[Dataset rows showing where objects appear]
▼
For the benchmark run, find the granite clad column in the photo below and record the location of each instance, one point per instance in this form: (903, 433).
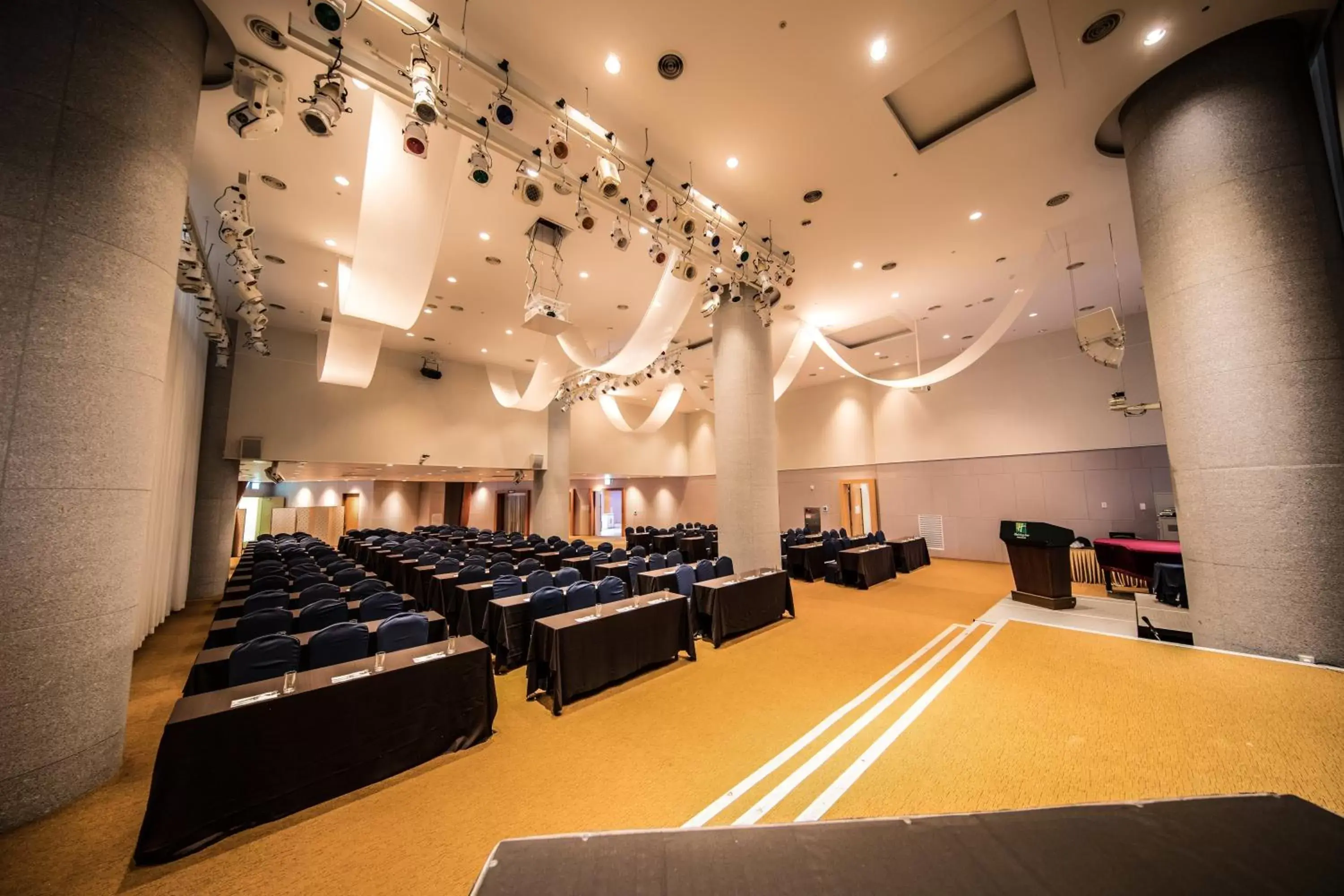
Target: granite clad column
(551, 515)
(746, 468)
(99, 103)
(1241, 252)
▲
> **Task statement**:
Render the rows above as a JSON list of strings, one string per line and no entries for blank lines. Omit the pictures from your answer.

> **Result**:
[
  "For the benchmark run, find the granite clad column in the photo below and record the location of each instance, one point per instance in this form: (903, 433).",
  "Target: granite clad column",
  "(551, 515)",
  "(746, 468)",
  "(99, 103)",
  "(1241, 252)"
]